Petit exercice ▸ Remplacez "chantier" par "site" et recopiez le passage de l'article situé entre "Faute de réponse" et "insuffisante.", inclus.

Article ▸

"""

Par une lettre
ouverte à la Ministre des Armées en date du
20 décembre 2004, les organisations
soussignées ont tenté d'alerter l'opinion
publique sur deux points :
- les conditions
anormales dans lesquelles se déroule
actuellement le désamiantage du porte-avions
Clemenceau,
- l'exportation
prévue vers l'Inde de 22 tonnes de
déchets d'amiante au mépris de la
santé des travailleurs indiens.
Faute de réponse de
la Ministre, il nous semble indispensable de revenir sur
ces deux points.
La protection des
travailleurs sur l'actuel chantier paraît nettement
insuffisante.
Les photos parues dans la
presse (cf. par exemple La Marseillaise du 5 janvier
2005) montrent des travailleurs ne portant que des
demi-masques, très insuffisants pour les
opérations de désamiantage, d'où
l'inquiétude sur les réelles conditions de
travail.

"""

Extrait des données ▸
"""

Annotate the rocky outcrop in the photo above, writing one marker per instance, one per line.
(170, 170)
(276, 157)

"""

Résultat obtenu ▸
Faute de réponse de
la Ministre, il nous semble indispensable de revenir sur
ces deux points.
La protection des
travailleurs sur l'actuel site paraît nettement
insuffisante.